(TASK INSTRUCTIONS)
Reproduce, without any change, the lines of the entries from the line with "If it's not too much trouble, can you detect the romanesco" up to and including the line with "[1020,669,1180,782]". Copy nothing outside that span.

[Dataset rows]

********

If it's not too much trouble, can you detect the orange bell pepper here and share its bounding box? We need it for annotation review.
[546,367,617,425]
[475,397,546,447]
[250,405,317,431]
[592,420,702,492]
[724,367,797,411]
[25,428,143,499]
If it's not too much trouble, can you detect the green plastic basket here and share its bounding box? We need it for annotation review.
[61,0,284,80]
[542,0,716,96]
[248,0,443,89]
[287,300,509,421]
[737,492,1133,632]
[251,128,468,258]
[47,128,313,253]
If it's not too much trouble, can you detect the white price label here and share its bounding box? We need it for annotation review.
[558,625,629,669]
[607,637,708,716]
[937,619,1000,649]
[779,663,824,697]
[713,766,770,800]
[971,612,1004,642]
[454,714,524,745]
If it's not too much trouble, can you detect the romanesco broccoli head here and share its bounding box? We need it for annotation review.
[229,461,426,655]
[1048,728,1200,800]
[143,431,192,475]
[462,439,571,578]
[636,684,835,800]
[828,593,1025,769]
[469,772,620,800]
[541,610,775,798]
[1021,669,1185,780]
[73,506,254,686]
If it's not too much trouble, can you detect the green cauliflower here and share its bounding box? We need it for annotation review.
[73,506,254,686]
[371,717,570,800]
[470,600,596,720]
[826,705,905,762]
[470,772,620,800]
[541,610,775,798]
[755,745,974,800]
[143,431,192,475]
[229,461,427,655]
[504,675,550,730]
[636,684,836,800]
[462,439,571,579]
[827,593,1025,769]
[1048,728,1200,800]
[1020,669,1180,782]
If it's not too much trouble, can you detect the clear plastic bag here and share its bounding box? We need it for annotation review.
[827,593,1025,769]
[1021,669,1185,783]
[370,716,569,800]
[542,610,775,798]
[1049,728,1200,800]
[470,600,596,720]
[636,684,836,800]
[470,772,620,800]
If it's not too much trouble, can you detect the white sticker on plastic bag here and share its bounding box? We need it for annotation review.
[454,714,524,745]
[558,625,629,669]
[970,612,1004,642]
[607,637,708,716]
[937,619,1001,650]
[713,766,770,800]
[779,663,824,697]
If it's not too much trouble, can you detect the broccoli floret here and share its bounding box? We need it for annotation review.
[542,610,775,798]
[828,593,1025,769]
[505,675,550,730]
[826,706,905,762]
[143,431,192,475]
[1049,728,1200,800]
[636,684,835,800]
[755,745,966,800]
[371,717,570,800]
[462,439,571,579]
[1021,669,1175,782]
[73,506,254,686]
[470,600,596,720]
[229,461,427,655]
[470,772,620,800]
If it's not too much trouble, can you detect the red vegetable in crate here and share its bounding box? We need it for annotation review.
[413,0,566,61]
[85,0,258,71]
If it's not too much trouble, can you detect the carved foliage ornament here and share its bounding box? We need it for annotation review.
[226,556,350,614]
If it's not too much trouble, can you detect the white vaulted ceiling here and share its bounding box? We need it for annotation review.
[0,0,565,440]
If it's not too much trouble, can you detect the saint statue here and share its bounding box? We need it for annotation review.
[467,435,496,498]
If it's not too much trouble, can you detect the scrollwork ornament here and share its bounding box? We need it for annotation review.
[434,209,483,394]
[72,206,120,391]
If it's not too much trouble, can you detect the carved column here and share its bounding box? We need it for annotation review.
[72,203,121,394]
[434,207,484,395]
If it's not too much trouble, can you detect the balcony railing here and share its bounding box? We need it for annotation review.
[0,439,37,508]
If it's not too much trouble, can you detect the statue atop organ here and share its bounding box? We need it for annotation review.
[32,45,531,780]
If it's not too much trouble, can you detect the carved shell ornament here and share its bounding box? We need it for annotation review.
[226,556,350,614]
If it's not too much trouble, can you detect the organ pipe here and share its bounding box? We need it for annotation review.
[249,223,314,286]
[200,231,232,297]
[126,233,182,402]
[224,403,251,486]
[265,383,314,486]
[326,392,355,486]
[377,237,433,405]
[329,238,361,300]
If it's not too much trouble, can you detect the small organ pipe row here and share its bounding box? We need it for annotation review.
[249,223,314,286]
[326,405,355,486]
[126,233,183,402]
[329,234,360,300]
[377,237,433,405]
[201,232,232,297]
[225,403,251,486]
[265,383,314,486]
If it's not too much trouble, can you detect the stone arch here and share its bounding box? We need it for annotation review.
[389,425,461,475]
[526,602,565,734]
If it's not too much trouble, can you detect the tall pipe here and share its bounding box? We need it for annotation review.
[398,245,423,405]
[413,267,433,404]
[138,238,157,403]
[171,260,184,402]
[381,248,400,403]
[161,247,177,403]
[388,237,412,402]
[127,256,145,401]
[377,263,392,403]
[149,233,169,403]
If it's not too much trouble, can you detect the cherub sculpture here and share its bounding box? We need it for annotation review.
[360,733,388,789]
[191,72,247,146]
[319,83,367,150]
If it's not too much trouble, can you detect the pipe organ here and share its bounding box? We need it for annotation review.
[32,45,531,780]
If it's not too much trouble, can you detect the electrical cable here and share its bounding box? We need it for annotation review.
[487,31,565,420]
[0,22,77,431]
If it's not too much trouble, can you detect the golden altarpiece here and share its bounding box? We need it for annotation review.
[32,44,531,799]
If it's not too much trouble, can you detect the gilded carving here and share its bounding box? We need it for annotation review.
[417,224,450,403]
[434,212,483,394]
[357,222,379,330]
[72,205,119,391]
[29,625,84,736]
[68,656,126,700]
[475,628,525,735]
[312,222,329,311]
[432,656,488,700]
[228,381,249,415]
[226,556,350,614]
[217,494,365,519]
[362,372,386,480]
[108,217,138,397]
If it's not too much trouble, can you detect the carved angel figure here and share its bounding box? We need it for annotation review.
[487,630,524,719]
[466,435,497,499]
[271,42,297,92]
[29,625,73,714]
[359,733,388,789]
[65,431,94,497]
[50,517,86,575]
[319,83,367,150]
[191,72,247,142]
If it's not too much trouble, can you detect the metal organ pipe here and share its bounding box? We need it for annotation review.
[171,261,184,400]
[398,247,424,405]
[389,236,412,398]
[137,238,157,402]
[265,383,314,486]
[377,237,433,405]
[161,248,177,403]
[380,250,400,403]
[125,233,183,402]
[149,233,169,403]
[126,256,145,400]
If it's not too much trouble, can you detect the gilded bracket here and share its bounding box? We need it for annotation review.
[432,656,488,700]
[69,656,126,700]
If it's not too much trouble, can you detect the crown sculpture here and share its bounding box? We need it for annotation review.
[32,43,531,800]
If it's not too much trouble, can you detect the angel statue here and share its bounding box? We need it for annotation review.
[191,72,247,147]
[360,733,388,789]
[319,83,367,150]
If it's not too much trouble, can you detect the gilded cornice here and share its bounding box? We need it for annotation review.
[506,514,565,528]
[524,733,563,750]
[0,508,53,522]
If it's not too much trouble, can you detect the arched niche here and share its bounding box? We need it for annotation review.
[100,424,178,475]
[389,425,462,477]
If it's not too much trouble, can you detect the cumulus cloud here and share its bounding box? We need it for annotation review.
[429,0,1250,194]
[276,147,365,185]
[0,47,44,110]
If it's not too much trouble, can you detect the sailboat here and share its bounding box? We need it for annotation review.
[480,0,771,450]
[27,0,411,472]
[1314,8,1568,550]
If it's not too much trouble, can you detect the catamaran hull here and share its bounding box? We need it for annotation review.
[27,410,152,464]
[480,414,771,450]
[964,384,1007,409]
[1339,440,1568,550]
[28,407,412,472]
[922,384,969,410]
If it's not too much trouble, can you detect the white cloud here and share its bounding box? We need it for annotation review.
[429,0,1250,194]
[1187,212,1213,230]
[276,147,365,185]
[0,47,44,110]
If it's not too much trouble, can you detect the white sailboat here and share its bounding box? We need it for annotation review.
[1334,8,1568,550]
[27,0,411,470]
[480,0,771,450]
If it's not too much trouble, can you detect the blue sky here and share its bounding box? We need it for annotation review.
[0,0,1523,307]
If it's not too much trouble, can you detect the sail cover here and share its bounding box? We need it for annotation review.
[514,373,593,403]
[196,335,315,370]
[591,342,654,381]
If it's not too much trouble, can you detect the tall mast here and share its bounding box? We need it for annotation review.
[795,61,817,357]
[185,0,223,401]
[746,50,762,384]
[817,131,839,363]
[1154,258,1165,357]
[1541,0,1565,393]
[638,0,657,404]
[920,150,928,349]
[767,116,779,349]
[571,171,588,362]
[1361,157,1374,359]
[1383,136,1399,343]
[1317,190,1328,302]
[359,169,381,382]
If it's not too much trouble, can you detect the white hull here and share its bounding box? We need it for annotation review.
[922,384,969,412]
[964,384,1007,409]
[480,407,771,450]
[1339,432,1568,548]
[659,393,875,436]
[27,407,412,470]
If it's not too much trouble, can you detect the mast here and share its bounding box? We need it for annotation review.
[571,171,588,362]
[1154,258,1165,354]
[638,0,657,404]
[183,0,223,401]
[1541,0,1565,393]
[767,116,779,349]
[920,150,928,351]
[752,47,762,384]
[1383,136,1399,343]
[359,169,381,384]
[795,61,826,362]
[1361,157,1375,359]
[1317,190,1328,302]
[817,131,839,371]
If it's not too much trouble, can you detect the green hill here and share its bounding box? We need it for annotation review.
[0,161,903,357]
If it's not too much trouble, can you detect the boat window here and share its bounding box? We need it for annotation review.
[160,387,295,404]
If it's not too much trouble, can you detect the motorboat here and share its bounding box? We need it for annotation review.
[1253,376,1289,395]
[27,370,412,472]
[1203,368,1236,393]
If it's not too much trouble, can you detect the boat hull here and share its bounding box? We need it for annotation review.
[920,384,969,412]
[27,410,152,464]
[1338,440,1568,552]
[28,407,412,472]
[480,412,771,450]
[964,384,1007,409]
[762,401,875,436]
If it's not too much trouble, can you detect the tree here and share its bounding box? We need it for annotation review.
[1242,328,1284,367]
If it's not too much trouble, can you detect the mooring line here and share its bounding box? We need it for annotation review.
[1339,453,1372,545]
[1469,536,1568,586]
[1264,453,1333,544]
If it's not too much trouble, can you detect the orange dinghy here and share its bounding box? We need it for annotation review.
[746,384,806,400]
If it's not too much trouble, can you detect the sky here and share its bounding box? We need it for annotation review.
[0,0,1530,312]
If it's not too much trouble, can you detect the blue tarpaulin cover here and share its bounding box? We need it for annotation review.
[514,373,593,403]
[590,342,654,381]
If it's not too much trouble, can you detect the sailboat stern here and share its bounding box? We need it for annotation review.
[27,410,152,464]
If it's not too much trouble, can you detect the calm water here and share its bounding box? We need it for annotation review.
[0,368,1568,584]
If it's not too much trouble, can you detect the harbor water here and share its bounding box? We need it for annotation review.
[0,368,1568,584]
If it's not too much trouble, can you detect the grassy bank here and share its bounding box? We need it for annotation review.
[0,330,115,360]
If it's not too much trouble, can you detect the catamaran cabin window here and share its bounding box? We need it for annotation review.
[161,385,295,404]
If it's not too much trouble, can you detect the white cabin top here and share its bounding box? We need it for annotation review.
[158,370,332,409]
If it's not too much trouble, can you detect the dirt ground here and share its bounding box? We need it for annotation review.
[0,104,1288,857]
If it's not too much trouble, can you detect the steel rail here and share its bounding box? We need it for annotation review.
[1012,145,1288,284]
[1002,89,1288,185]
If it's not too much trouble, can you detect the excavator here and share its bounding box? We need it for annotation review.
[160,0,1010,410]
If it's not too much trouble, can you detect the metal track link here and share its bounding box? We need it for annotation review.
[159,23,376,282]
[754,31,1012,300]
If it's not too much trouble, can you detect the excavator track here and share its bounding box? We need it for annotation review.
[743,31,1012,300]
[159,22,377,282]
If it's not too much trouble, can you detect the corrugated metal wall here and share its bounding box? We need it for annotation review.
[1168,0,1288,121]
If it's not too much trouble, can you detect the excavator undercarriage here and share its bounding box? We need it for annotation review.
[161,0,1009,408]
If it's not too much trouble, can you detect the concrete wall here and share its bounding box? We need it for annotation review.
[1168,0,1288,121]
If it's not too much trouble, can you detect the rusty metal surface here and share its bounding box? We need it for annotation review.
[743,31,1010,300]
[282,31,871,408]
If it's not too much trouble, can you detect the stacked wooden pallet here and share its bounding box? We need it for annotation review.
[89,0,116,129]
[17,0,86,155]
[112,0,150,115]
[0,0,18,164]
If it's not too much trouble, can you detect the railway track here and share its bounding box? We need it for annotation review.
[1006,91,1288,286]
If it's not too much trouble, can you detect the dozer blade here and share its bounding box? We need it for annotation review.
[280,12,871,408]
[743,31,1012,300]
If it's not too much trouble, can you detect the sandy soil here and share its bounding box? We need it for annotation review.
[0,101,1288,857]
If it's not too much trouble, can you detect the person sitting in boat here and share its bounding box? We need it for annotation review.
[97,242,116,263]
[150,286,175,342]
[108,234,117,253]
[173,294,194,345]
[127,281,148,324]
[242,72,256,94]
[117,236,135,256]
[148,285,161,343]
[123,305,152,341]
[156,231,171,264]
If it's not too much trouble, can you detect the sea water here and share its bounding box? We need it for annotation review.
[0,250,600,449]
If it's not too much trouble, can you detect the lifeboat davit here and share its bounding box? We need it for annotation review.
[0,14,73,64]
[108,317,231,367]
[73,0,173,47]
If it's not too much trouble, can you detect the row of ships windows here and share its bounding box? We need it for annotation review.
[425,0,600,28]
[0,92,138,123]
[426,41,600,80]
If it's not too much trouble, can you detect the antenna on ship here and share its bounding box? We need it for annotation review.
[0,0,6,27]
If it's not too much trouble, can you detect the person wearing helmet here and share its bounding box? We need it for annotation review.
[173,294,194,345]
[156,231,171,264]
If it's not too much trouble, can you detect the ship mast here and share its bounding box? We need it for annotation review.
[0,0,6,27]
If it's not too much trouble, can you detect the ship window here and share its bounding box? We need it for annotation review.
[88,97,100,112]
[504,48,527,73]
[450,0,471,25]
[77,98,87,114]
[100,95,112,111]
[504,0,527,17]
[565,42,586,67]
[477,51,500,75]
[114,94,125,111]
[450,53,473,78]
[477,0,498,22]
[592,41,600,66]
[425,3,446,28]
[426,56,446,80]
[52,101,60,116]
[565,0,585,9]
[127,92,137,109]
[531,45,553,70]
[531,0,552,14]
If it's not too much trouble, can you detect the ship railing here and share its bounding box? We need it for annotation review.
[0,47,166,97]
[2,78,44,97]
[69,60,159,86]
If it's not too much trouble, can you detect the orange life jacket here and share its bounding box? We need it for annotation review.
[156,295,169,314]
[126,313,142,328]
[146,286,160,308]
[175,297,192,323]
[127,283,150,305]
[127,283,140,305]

********

(RESULT OF THIS EXERCISE)
If it's not too much trouble, can you detect the romanesco broccoli head here and share its bounding box? We need it for annotation review.
[229,461,426,655]
[1048,728,1200,800]
[143,431,192,475]
[462,439,571,578]
[636,684,835,800]
[828,593,1025,769]
[469,772,620,800]
[541,610,775,798]
[1021,669,1185,780]
[73,506,254,686]
If it's not too much trouble, can you detect the green cauliflower here and share its bounding box? We need it for annotation review.
[73,506,254,686]
[371,717,570,800]
[470,600,596,720]
[826,705,905,762]
[470,772,620,800]
[541,610,775,798]
[755,745,974,800]
[143,431,192,475]
[229,461,427,655]
[504,675,550,730]
[636,684,836,800]
[462,439,571,579]
[827,593,1025,769]
[1048,728,1200,800]
[1020,669,1180,782]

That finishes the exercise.